**EXTRACT PROVIDED:**

——————————

Conclusions
The
2006 Rockwood Olympic Watch Wrapup
Yes, it's been more than a week
since the Olympics ended. In fact, it's been two. But that's okay.
I'm sure that you were, like I
was, sitting around the house, pondering, "Were these Olympics
really citius, altius, and fortius than the previous Games?" Well,
that's a judgement for you and you alone to make. I'm just reporting
numbers, here.
And the numbers are... well, inconclusive. Since
I didn't have a breakdown for the 2002 Salt Lake City games,
it seems a little
unfair to compare the Turin Winter Olympics to the Athens Summer
Olympics. Most importantly, the fluff was down 40 minutes from
2004. Unfortunately, the event coverage was down almost six hours
(there's a lot more coverage of the summer Olympics), so the
ratio of fluff was actually slightly higher. Still, anytime the
fluff
count goes down, I'm happier, so I'll just be positive. Anyway,
what would an Olympic Watch be without a medal ceremony? Nothing!
So...
The 2006 Rockwood Olympic Watch Medal Ceremony
Again
we'll be handing out medals to both the best and the worst of
the Olympics. Let's start with the positive:
•
Good Bronze Medal. Much like in 2004,
I'm going to cheat and call a tie between the Snowboard Cross
coverage and *gasp* the Figure Skating coverage. The Snowboard Cross needs
little explanation. It was an awesome new event and NBC covered
it well, from the good of Seth Wescott
getting the gold to the bad of Lindsey Jacobellis choking the
gold away.
The Figure Skating... well, the coverage was
good, what can I say? Unlike a lot of Olympic events on NBC, the
commentators
actually
explained several times how the competitions were scored. That,
and the commentary itself was entertaining, if sometimes unusual.
But I don't deduct for unusual, I only deduct for stupid, and
Dick Button and company were at least never ignorant. I still
can't
count myself as a figure skating/ice dancing fan, but I'll
recognize good announcing when I see it.
•
Good Silver Medal. Short Track Speed Skating.
From Apolo Anton Ohno finally winning to the clever explanation
of how the relay
events worked, NBC's coverage of Short Track was near perfect.
In the future, I might like to know more about what gets skaters
disqualified, as that seems to happen a lot, but I can't quibble
too much about that given how good the rest of the coverage was.
•
Good Gold Medal. U.S. speed skater Joey Cheek!
I know this isn't really something NBC had control of, but
I think it was the best
story of the Games. After Cheek's two medals, he donated all
of his winnings to the
Right To
Play charity. Cheek's $40,000 inspired others to give,
and ended up raising over half-a-million dollars for the charity
group. Despite the insistence of NBC in sticking with the Shani
Davis/Chad Hedrick pseudo-controversy, they couldn't kill the
positive influence of this story. Bob Costas even closed out
the Olympics
with it. Looking for some positive role models in the Olympics?
Look no further than Joey Cheek.
And now, the bad.

——————————

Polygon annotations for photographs

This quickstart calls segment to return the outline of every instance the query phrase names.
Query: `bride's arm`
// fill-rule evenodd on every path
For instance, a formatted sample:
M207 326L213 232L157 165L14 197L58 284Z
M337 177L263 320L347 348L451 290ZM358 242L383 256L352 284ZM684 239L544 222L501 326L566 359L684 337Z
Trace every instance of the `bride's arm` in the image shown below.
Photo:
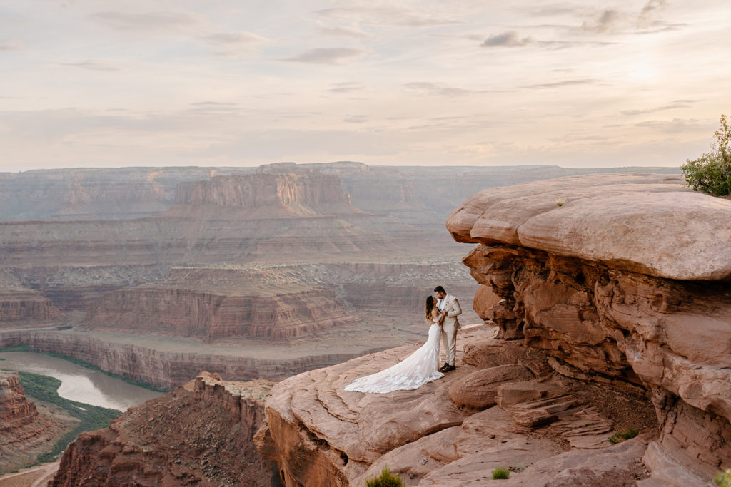
M442 315L441 312L439 312L439 310L435 307L433 310L431 310L431 321L433 321L434 318L436 318L437 316L439 318L439 319L438 321L436 321L436 324L441 326L442 322L444 321L444 315Z

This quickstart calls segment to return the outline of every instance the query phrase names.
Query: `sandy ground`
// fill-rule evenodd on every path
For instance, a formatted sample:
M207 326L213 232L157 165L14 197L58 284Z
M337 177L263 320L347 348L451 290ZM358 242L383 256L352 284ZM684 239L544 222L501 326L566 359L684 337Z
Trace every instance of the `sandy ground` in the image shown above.
M58 461L43 464L0 477L0 487L40 487L48 485L58 469Z

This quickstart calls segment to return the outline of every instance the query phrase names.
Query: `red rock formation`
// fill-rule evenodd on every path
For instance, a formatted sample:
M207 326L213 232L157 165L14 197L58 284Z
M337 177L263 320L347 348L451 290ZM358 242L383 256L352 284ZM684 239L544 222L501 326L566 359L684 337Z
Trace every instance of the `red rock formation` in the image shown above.
M607 485L623 485L648 476L642 458L656 418L645 393L629 386L618 398L561 377L543 353L492 334L486 326L461 331L457 370L415 391L344 388L416 345L282 381L267 401L257 446L284 485L363 485L385 466L407 486L486 485L493 469L509 467L525 469L513 474L527 480L520 485L546 485L566 474L556 465L583 469L559 485L598 485L605 476L616 481ZM612 446L613 429L629 424L648 434Z
M151 346L120 343L102 340L88 332L0 331L0 348L27 345L32 350L54 352L88 362L99 369L133 380L142 380L171 388L186 382L202 368L213 370L237 380L265 378L281 380L306 370L338 364L370 350L350 353L292 353L292 356L252 358L231 353L235 345L222 345L216 353L201 350L181 352ZM228 349L228 350L227 350Z
M18 372L0 370L0 474L34 463L64 429L28 400Z
M37 419L36 405L26 399L18 372L0 370L0 432L7 434Z
M0 269L0 323L48 321L59 314L50 299L37 291L23 287L11 272Z
M268 486L251 437L270 383L203 372L69 445L52 486Z
M178 204L197 207L238 207L255 212L249 218L267 218L267 208L289 209L293 215L357 212L336 176L319 172L260 172L246 176L216 176L208 181L181 183ZM284 215L285 213L282 213Z
M484 191L447 226L482 242L463 261L504 299L487 314L505 336L562 374L651 390L659 451L711 477L731 459L731 299L709 280L731 275L724 215L676 180L605 175Z
M266 277L246 269L174 269L164 281L95 302L86 327L206 340L283 339L357 321L332 288L276 286Z
M260 450L288 485L386 465L406 485L491 485L498 467L513 471L501 485L708 483L731 467L723 215L729 202L656 176L478 193L447 228L480 244L464 263L502 338L463 331L456 372L415 391L344 391L413 347L283 381ZM627 428L645 434L610 446Z

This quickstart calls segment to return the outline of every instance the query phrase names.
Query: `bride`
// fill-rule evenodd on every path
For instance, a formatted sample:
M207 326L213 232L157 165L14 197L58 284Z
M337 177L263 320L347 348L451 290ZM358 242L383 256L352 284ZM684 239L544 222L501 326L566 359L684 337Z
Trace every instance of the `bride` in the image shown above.
M429 326L429 338L408 357L385 370L356 379L345 386L346 391L385 393L415 389L444 376L439 367L439 337L444 315L436 307L436 299L426 299L425 310Z

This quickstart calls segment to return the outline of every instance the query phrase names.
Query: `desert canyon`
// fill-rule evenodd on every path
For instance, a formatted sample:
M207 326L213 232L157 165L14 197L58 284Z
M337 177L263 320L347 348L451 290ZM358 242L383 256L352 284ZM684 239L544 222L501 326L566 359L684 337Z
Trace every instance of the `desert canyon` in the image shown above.
M731 468L731 202L675 171L0 175L0 348L173 389L51 485L708 484ZM436 284L469 325L457 370L344 391L417 348ZM58 435L1 378L0 448Z

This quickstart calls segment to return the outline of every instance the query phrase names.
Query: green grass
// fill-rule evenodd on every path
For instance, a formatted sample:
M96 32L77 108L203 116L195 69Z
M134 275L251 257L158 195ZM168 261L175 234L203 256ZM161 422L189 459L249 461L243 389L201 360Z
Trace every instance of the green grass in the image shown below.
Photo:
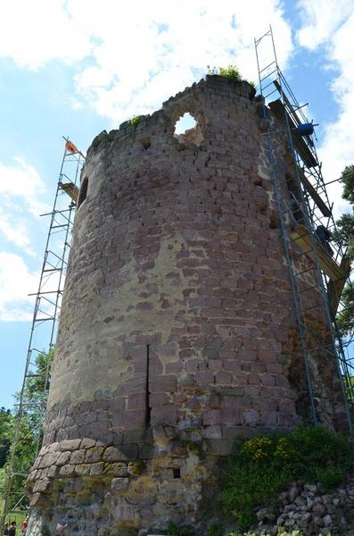
M218 508L245 531L255 522L255 508L275 503L292 482L319 482L331 490L353 473L354 447L322 426L241 440L222 471Z

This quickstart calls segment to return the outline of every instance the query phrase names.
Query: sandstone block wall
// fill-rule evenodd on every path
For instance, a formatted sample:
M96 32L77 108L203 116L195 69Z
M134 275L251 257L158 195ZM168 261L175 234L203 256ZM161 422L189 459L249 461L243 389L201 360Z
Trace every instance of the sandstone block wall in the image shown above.
M203 533L216 465L234 439L309 418L250 90L207 77L138 125L103 132L87 153L29 479L30 536L57 523L70 534L144 534L169 519ZM178 138L185 112L198 126ZM331 424L342 411L335 365L321 356L312 367Z

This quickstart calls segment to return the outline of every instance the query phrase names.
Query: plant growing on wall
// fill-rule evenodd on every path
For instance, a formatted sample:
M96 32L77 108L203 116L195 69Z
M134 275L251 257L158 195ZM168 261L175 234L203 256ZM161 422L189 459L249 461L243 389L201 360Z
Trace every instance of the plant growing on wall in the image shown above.
M276 500L292 481L331 489L353 473L354 447L322 426L254 437L235 444L222 474L219 507L245 530L255 521L255 507Z

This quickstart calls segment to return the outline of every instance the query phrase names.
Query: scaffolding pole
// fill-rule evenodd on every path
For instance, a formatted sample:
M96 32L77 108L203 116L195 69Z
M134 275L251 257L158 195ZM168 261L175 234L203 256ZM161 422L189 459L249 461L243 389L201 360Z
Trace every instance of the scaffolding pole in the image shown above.
M78 197L79 175L85 163L84 155L69 139L64 138L65 148L59 172L54 202L49 216L50 223L46 237L38 288L35 296L34 312L23 381L18 403L15 405L13 440L11 444L3 514L0 518L0 533L4 532L6 517L12 512L27 511L23 490L14 490L16 476L26 478L30 466L17 466L18 451L23 443L32 444L34 459L41 447L42 430L45 418L46 401L50 383L51 358L47 357L43 369L38 369L41 356L53 356L57 334L65 273L68 264L75 208ZM68 198L69 197L69 198ZM42 385L36 399L28 399L29 385L40 377ZM23 434L24 417L30 412L32 423Z
M309 414L313 423L319 422L311 364L314 356L329 355L335 363L343 397L348 431L353 437L352 410L354 376L352 358L346 352L350 340L342 340L335 318L343 305L341 296L350 285L350 263L340 245L320 239L335 230L325 184L318 162L313 125L303 112L281 71L271 26L254 40L262 103L263 135L271 169L274 197L280 222L286 264L299 329L309 390ZM265 66L263 66L265 65ZM275 100L272 100L275 99ZM304 133L307 126L309 133ZM301 130L302 129L302 130ZM312 131L311 131L312 130ZM306 131L305 131L306 132ZM306 268L298 270L294 257L304 255ZM309 276L314 284L304 285ZM325 319L327 337L315 329L309 316L306 297L317 291L318 307Z

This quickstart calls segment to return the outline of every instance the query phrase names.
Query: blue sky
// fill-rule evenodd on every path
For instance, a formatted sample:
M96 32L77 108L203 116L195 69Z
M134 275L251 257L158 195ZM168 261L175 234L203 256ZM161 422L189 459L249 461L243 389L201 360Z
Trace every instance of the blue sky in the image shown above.
M21 388L63 145L161 107L207 65L257 80L271 23L298 100L320 123L326 180L354 163L352 0L12 0L0 5L0 406ZM338 183L330 194L345 209Z

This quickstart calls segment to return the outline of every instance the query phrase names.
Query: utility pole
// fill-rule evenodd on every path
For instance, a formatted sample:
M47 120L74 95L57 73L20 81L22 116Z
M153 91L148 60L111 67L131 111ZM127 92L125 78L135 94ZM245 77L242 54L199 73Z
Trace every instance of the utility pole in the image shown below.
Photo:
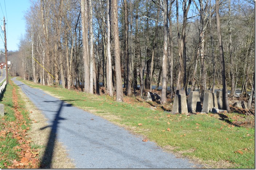
M8 76L8 64L7 61L7 45L6 43L6 30L5 30L5 20L4 16L4 46L5 48L5 69L6 69L6 84L9 84Z

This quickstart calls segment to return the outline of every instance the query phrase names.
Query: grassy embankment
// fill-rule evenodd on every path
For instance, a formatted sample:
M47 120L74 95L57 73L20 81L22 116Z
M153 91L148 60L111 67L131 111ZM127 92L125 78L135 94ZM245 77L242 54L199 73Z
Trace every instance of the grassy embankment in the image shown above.
M144 135L177 155L207 164L205 167L255 168L254 128L232 124L235 120L248 118L245 115L170 114L142 106L134 98L131 98L129 103L117 102L107 95L97 96L22 81Z
M18 88L9 84L0 98L5 116L0 118L0 168L38 168L38 146L27 136L31 125L29 113L17 92Z

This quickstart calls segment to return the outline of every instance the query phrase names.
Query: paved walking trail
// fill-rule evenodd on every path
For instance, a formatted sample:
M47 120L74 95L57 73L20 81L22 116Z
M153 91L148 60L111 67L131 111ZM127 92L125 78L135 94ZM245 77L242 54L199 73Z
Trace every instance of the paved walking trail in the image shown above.
M49 141L62 142L77 168L200 167L188 159L163 151L154 142L143 142L141 137L100 117L30 87L15 78L12 80L48 119L49 126L45 128L51 128ZM52 146L47 149L49 153L53 149Z

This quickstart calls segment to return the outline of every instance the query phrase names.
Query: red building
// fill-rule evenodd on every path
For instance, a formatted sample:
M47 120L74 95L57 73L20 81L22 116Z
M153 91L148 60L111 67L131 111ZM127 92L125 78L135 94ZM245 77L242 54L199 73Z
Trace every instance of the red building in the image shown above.
M0 62L0 69L4 69L5 68L5 62Z

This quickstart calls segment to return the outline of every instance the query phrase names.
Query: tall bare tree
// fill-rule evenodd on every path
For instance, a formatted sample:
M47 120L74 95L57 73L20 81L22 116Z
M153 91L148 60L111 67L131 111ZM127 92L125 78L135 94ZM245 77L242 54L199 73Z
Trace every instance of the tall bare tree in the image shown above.
M223 108L224 109L229 112L230 110L229 105L228 103L228 88L226 82L226 74L225 67L225 61L224 60L224 52L222 45L222 38L220 29L220 15L219 14L219 0L216 0L216 21L217 23L217 30L218 33L218 40L219 42L219 47L220 51L220 60L221 67L221 77L222 80L222 85L223 86Z
M88 5L87 1L81 1L81 13L82 20L83 45L84 49L83 58L84 67L84 91L90 92L90 57L88 52Z
M118 31L118 16L117 0L111 0L111 23L113 24L113 36L115 58L116 84L116 101L123 101L123 83L121 72L121 60Z
M164 11L164 49L163 55L162 77L162 94L161 101L162 103L167 102L167 54L168 52L168 0L163 0Z

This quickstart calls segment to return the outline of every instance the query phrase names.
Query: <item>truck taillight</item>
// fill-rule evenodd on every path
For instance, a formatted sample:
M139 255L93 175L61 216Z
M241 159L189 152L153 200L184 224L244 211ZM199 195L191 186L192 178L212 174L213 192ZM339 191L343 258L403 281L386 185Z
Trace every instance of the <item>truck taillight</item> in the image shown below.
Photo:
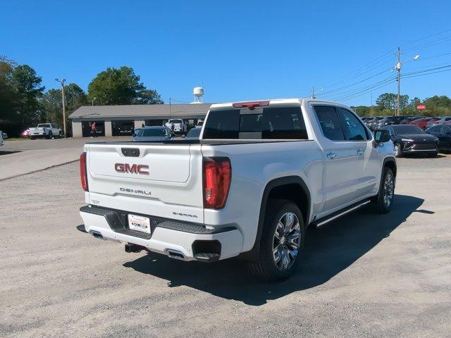
M251 111L257 107L267 107L269 106L268 101L254 101L252 102L235 102L232 104L233 108L247 108Z
M231 178L228 158L204 158L204 208L222 209L226 206Z
M85 192L88 192L87 187L87 173L86 169L86 152L82 153L80 156L80 178L82 180L82 188Z

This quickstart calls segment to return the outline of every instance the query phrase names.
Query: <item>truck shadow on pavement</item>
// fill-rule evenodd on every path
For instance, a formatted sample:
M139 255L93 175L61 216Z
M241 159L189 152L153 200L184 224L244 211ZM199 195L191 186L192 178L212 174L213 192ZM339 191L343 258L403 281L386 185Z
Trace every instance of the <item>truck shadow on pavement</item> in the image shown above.
M297 273L280 283L260 282L237 259L211 264L187 263L151 253L123 265L167 280L170 287L186 285L259 306L327 282L390 236L423 202L416 197L396 195L393 208L386 215L375 214L371 206L363 207L321 228L309 230Z

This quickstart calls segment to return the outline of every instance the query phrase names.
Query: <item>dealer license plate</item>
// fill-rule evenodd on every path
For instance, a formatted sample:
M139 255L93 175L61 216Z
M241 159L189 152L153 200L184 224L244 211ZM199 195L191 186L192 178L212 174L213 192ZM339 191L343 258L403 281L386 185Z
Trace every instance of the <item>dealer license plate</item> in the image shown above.
M128 227L132 230L150 234L150 218L129 213Z

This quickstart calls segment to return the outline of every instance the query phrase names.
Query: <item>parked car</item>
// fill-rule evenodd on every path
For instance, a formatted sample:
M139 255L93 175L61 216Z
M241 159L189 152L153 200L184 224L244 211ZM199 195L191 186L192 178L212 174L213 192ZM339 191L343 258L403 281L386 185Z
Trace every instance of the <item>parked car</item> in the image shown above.
M431 156L436 156L438 154L438 138L426 134L416 125L388 125L382 129L388 130L396 157L402 157L403 154L409 153Z
M172 132L178 135L186 134L188 128L183 120L178 118L169 120L164 125L169 128Z
M20 137L23 137L24 139L27 139L30 137L30 129L25 129L23 132L20 133Z
M393 125L400 125L403 120L405 120L406 118L411 118L411 117L412 116L406 116L406 115L393 116L393 118L395 118L395 123L393 123Z
M30 137L35 139L38 137L54 139L63 135L61 128L54 123L39 123L36 127L30 128Z
M168 141L173 137L169 128L164 126L150 126L137 130L137 132L132 137L132 141L134 142Z
M411 121L413 121L414 120L416 120L417 118L419 118L419 116L409 116L409 117L405 117L404 116L404 118L402 119L400 121L400 125L408 125L409 123L410 123Z
M378 123L383 118L383 116L376 116L371 122L367 125L369 129L371 130L374 130L376 129L376 126L378 125Z
M438 119L438 118L417 118L416 120L414 120L412 121L410 121L410 123L409 123L409 125L414 125L417 126L419 128L422 129L423 130L424 130L426 128L426 126L428 125L428 123L429 121L435 121Z
M395 125L396 118L395 116L385 116L381 120L378 120L373 123L373 129L381 129L385 125Z
M451 124L451 116L439 116L440 120L436 120L434 124L440 125L441 123Z
M85 232L183 261L241 255L270 281L295 272L307 227L371 201L389 212L397 172L387 130L310 99L214 104L197 142L85 151Z
M200 136L200 131L202 130L202 127L195 127L194 128L191 128L186 136L182 135L182 137L184 137L185 139L199 139L199 137Z
M445 123L434 125L426 130L438 139L438 149L442 152L451 151L451 125Z

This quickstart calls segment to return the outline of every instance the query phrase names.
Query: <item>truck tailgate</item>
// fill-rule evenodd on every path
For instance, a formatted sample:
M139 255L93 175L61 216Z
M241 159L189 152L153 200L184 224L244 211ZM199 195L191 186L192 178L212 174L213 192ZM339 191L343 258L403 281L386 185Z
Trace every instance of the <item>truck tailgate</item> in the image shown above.
M89 204L204 222L200 145L111 143L85 146Z

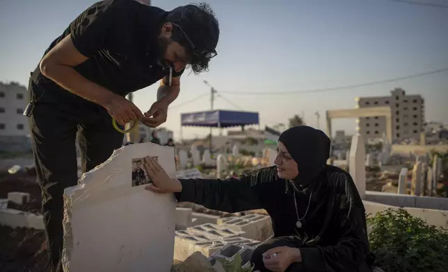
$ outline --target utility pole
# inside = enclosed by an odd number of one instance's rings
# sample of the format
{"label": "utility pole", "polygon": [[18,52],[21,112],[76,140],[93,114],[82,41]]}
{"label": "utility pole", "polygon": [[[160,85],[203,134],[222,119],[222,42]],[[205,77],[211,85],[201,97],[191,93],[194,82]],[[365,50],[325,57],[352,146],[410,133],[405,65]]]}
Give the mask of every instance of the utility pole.
{"label": "utility pole", "polygon": [[[213,87],[207,80],[204,80],[204,83],[205,83],[206,85],[209,86],[210,87],[210,110],[213,110],[213,104],[215,101],[215,94],[216,94],[218,92],[215,88]],[[210,145],[209,145],[209,148],[210,148],[210,153],[212,153],[212,149],[213,149],[213,145],[211,144],[211,133],[213,128],[210,127]]]}
{"label": "utility pole", "polygon": [[314,112],[314,115],[316,115],[316,119],[317,121],[317,129],[319,129],[319,118],[321,118],[321,115],[319,114],[319,112]]}

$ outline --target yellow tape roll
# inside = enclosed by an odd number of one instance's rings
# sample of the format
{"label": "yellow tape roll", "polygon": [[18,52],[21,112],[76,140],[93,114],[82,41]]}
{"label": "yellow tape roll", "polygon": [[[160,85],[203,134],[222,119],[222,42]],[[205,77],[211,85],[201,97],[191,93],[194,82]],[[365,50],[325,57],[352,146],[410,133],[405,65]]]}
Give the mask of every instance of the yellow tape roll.
{"label": "yellow tape roll", "polygon": [[118,127],[118,124],[117,124],[117,121],[115,121],[115,119],[112,118],[112,126],[113,126],[113,128],[115,128],[119,133],[130,133],[131,130],[132,130],[137,126],[138,124],[138,121],[136,121],[135,122],[134,122],[134,124],[132,125],[132,126],[129,129],[128,129],[128,130],[122,130],[122,129],[121,129],[121,128],[120,128]]}

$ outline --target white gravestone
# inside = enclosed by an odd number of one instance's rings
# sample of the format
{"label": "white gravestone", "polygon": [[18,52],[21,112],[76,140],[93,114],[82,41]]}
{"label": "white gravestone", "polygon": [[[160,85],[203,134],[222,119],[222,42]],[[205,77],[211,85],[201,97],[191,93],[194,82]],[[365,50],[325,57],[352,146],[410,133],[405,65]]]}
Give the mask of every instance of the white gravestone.
{"label": "white gravestone", "polygon": [[179,151],[179,166],[181,170],[186,168],[186,163],[189,161],[189,155],[184,150]]}
{"label": "white gravestone", "polygon": [[239,147],[237,144],[234,144],[232,148],[232,155],[235,157],[239,156]]}
{"label": "white gravestone", "polygon": [[223,178],[223,172],[227,169],[225,157],[223,154],[218,155],[216,158],[216,178]]}
{"label": "white gravestone", "polygon": [[268,157],[268,167],[272,167],[273,165],[275,165],[274,163],[274,161],[275,160],[275,158],[277,158],[277,151],[275,151],[273,149],[268,149],[267,151],[267,157]]}
{"label": "white gravestone", "polygon": [[407,168],[401,168],[401,171],[400,171],[400,174],[398,178],[398,193],[400,194],[406,194],[406,182],[408,179]]}
{"label": "white gravestone", "polygon": [[140,166],[144,157],[157,157],[175,178],[173,153],[173,147],[152,143],[124,146],[65,189],[65,272],[170,271],[175,200],[145,190],[149,178],[141,176]]}
{"label": "white gravestone", "polygon": [[374,166],[374,154],[369,153],[366,155],[365,166],[369,167]]}
{"label": "white gravestone", "polygon": [[410,185],[410,194],[419,196],[422,193],[422,177],[423,176],[423,164],[420,162],[414,164],[413,180]]}
{"label": "white gravestone", "polygon": [[362,199],[365,196],[365,148],[362,136],[358,133],[351,139],[349,156],[349,171],[355,181],[356,188]]}
{"label": "white gravestone", "polygon": [[199,151],[196,149],[195,146],[191,147],[191,158],[193,159],[193,167],[197,167],[200,164],[200,156],[199,155]]}
{"label": "white gravestone", "polygon": [[210,151],[208,149],[204,151],[204,154],[202,154],[202,163],[205,165],[215,165],[215,162],[211,160]]}

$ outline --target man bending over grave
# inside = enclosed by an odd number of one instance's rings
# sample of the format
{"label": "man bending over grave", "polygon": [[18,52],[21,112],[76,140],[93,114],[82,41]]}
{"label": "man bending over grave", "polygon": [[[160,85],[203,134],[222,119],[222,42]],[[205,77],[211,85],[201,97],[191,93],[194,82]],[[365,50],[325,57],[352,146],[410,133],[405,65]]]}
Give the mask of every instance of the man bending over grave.
{"label": "man bending over grave", "polygon": [[[123,134],[113,119],[122,126],[165,122],[186,66],[195,74],[207,70],[218,36],[206,4],[165,11],[104,0],[83,11],[47,49],[31,73],[24,114],[42,189],[51,271],[62,270],[63,194],[77,184],[77,133],[86,172],[122,146]],[[160,80],[157,101],[145,113],[125,99]]]}
{"label": "man bending over grave", "polygon": [[371,271],[364,205],[350,174],[326,164],[330,146],[322,131],[293,127],[280,136],[275,166],[227,180],[170,178],[147,157],[145,188],[227,212],[266,210],[274,237],[255,249],[254,271]]}

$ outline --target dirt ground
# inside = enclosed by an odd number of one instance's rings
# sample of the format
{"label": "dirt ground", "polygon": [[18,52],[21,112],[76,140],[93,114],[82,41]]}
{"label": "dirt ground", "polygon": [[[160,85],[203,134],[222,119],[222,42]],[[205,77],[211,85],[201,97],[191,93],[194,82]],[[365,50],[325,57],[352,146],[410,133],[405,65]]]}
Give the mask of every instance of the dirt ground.
{"label": "dirt ground", "polygon": [[[40,188],[35,182],[35,176],[25,173],[0,174],[0,198],[6,198],[10,192],[29,193],[30,202],[24,205],[10,202],[8,207],[41,213]],[[48,259],[45,241],[43,230],[0,226],[0,271],[47,271]]]}

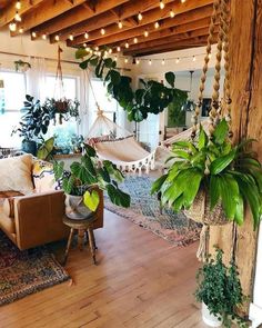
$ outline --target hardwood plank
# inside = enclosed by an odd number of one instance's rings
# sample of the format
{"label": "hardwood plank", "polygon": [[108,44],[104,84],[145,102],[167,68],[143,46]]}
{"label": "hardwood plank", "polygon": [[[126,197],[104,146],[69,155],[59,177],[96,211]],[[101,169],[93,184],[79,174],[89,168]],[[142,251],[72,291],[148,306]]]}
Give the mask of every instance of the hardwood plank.
{"label": "hardwood plank", "polygon": [[152,328],[183,320],[194,327],[194,319],[199,325],[192,295],[196,243],[173,247],[109,211],[95,237],[98,266],[87,250],[72,249],[67,269],[75,285],[64,282],[2,307],[1,327]]}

——————————

**STATED PROBLEM:**
Reproduce the passage of the Olympic coverage wrap-up that begins at the words "And the numbers" and ends after the words "medal ceremony? Nothing!".

**TASK OUTPUT:**
And the numbers are... well, inconclusive. Since
I didn't have a breakdown for the 2002 Salt Lake City games,
it seems a little
unfair to compare the Turin Winter Olympics to the Athens Summer
Olympics. Most importantly, the fluff was down 40 minutes from
2004. Unfortunately, the event coverage was down almost six hours
(there's a lot more coverage of the summer Olympics), so the
ratio of fluff was actually slightly higher. Still, anytime the
fluff
count goes down, I'm happier, so I'll just be positive. Anyway,
what would an Olympic Watch be without a medal ceremony? Nothing!